Laut Spiegel-Online sollen nach der Vergewaltigung einer Soldatin in einer niedersächsischen Kaserne 500 Soldaten – das gesamte männliche Personal der Kaserne – zum freiwilligen Speicheltest zwecks Bestimmung des sogenannten „genetischen Fingerabdrucks“ antreten. Ihre rechtliche Grundlage findet eine solche Maßnahme in § 81h StPO. Sie bedarf der richterlichen Anordnung und ist nur mit schriftlicher Zustimmung des Betroffenen zulässig. Zwangsweise darf der Test nicht durchgeführt werden, denn schließlich besteht gegen keinen der zum Test aufgerufenen ein Verdacht.

++++++++

> **Aufgabe**
Gib den Textauszug von „Laut Spiegel-Online sollen“ bis „aufgerufenen ein Verdacht.“ wortgetreu wieder. Die Datensätze sind eigenständiges Material und haben mit dem Textauszug nichts zu tun.

++++++++

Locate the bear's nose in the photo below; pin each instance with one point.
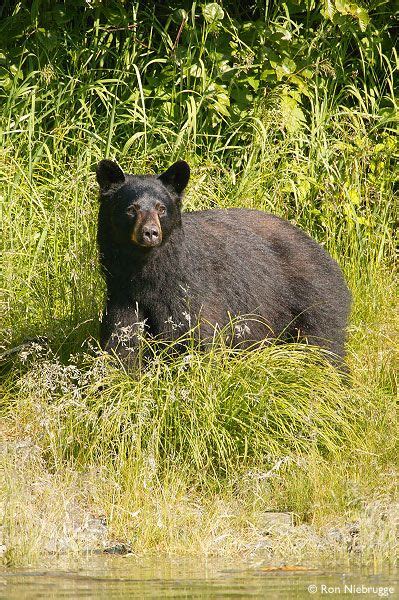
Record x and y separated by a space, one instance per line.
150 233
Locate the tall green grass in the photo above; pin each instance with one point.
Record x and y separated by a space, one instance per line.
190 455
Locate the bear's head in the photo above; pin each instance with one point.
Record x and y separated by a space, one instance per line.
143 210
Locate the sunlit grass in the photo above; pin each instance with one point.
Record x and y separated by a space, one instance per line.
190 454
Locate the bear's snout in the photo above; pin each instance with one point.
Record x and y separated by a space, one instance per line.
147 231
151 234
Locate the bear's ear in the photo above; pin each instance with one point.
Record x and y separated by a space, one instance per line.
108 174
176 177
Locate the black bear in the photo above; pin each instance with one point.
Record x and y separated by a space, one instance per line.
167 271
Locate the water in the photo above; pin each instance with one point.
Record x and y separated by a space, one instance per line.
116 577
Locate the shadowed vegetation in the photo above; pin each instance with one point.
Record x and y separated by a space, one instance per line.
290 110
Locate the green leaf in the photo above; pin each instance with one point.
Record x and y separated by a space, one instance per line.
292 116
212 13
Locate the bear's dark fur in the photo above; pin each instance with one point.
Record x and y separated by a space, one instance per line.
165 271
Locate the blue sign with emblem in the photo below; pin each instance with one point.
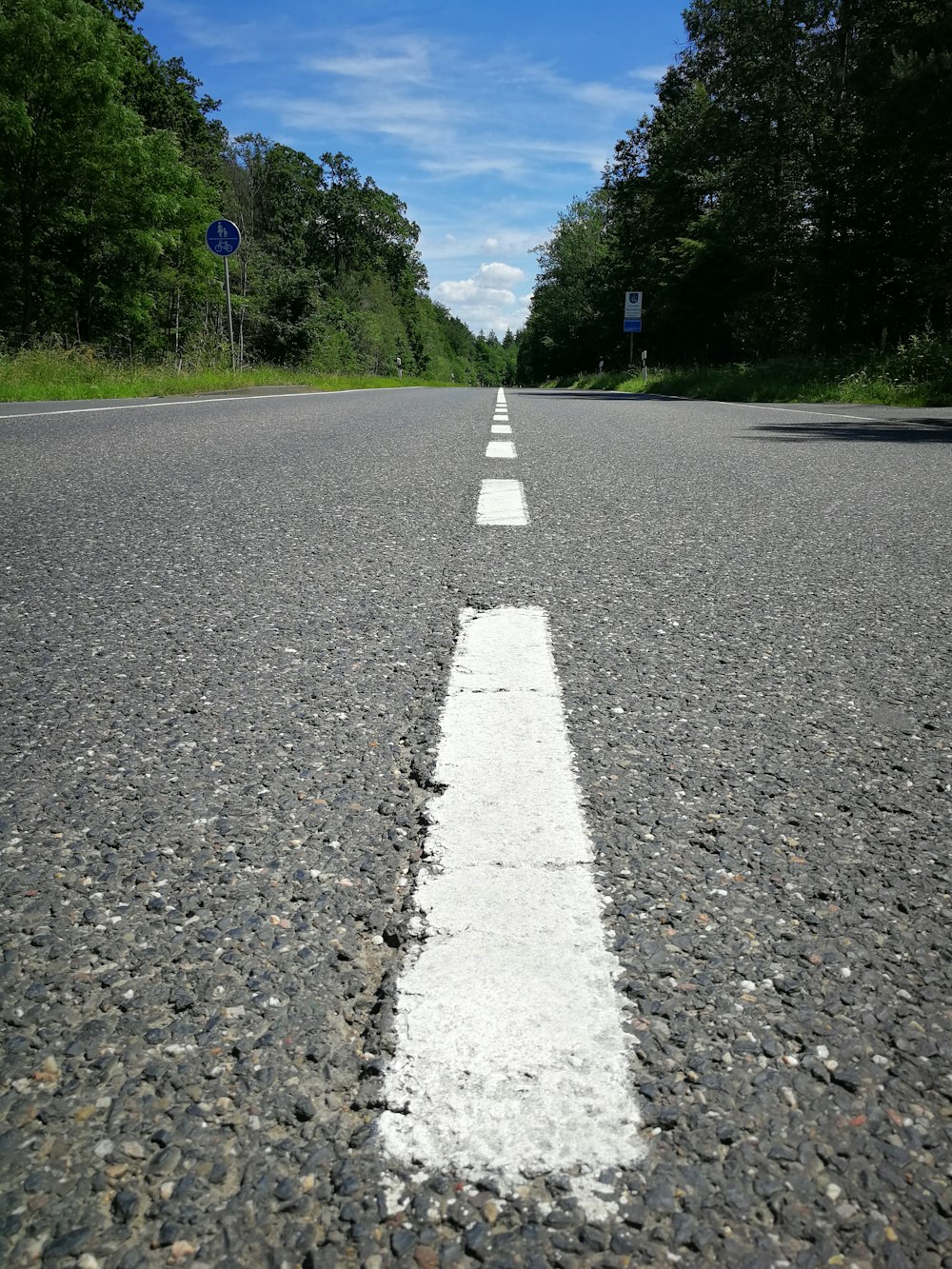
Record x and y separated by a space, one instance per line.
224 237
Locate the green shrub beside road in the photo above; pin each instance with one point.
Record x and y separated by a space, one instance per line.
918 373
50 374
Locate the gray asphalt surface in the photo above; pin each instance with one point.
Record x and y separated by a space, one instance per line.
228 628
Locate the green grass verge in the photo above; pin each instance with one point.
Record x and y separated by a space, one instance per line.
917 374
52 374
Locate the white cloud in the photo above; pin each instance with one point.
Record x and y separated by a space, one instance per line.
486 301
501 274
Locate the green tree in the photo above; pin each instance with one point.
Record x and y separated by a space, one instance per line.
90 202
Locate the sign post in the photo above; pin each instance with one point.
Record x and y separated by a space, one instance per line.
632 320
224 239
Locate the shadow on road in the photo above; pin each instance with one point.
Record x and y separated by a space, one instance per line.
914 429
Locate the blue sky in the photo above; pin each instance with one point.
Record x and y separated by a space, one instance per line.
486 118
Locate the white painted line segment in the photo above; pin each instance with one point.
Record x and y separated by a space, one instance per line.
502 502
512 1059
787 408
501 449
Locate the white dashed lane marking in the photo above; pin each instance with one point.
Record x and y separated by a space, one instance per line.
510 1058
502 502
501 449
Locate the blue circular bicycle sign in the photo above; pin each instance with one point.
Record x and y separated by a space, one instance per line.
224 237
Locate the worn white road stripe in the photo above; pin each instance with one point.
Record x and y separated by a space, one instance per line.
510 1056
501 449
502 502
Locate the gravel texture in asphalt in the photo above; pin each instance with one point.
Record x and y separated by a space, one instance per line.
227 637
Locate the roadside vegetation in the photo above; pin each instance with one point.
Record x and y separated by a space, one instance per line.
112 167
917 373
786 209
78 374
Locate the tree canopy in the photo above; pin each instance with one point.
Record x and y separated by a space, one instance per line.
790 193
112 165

++++++++

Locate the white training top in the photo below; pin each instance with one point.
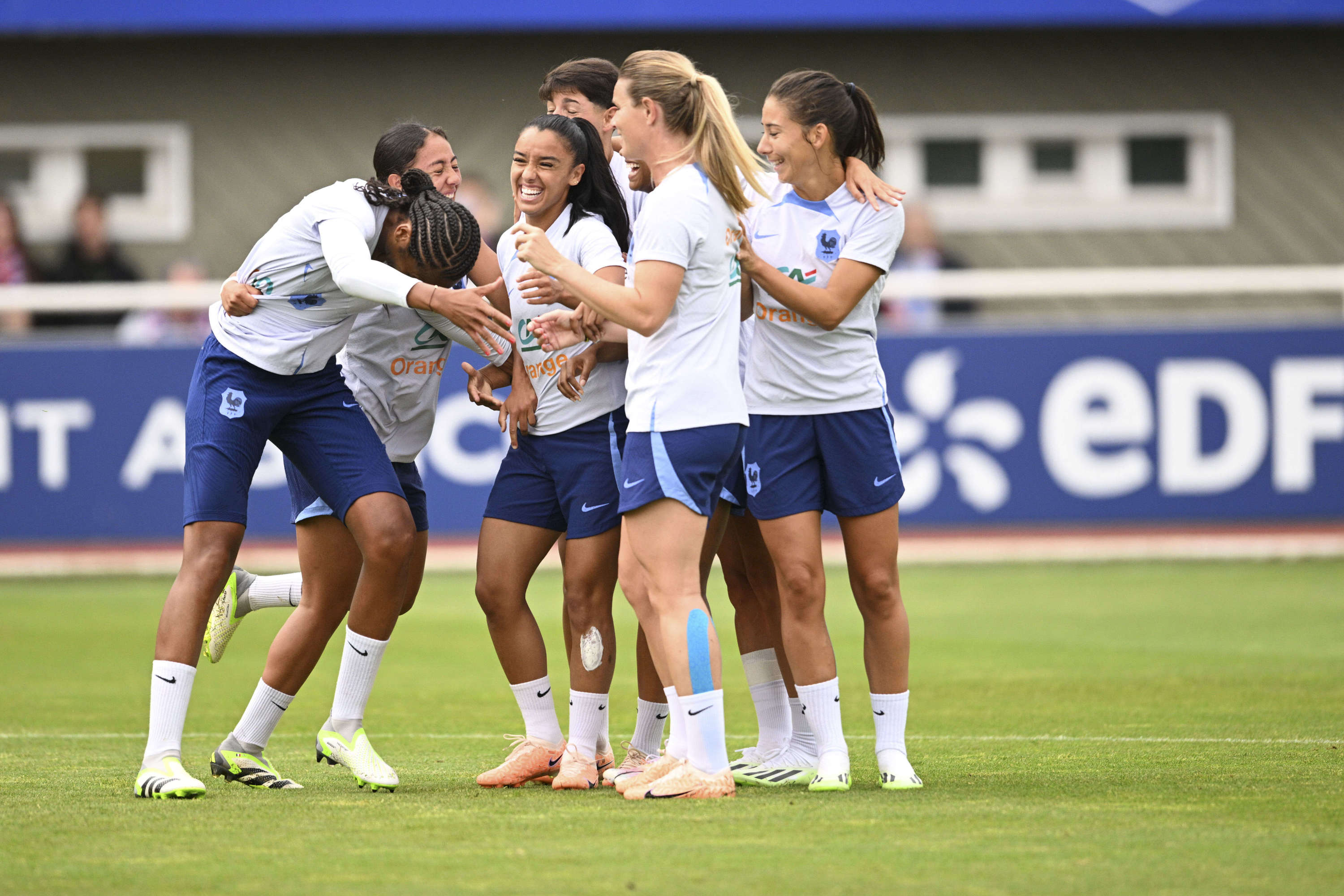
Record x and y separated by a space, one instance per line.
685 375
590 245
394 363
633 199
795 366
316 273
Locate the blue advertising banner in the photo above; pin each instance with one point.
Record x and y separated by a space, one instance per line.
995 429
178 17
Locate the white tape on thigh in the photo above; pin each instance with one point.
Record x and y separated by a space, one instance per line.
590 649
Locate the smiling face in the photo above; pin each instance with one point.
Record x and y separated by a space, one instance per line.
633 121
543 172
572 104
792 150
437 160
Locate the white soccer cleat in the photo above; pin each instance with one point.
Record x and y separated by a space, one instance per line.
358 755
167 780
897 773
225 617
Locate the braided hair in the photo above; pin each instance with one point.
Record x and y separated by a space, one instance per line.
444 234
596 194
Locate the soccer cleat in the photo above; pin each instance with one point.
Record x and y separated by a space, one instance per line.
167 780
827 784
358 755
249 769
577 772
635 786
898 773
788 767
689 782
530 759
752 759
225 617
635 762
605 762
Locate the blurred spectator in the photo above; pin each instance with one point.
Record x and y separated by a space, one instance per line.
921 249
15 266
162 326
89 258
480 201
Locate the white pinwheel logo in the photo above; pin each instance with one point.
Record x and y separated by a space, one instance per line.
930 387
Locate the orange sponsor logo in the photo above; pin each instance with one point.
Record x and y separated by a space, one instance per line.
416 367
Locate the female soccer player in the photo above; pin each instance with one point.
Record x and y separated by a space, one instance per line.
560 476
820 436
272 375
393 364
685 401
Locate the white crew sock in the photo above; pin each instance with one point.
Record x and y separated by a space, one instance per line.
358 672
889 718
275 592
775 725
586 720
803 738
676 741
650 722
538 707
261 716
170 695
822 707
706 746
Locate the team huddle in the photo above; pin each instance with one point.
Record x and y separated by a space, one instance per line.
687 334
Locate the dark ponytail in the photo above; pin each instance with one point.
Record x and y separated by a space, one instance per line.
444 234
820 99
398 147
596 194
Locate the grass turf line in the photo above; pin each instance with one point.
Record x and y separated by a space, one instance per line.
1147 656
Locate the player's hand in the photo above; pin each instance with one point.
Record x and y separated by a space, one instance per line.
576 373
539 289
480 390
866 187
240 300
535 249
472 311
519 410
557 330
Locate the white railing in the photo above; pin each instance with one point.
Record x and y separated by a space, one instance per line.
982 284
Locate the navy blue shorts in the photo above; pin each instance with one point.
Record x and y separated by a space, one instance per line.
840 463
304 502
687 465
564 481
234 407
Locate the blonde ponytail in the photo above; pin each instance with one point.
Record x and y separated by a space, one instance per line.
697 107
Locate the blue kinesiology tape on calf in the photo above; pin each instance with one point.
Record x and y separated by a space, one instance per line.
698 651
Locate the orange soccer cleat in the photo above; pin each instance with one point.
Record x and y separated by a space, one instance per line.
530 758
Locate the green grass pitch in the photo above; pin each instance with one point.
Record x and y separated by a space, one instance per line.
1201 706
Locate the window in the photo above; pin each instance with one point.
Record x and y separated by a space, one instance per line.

++++++++

> **Ergebnis**
Laut Spiegel-Online sollen nach der Vergewaltigung einer Soldatin in einer niedersächsischen Kaserne 500 Soldaten – das gesamte männliche Personal der Kaserne – zum freiwilligen Speicheltest zwecks Bestimmung des sogenannten „genetischen Fingerabdrucks“ antreten. Ihre rechtliche Grundlage findet eine solche Maßnahme in § 81h StPO. Sie bedarf der richterlichen Anordnung und ist nur mit schriftlicher Zustimmung des Betroffenen zulässig. Zwangsweise darf der Test nicht durchgeführt werden, denn schließlich besteht gegen keinen der zum Test aufgerufenen ein Verdacht.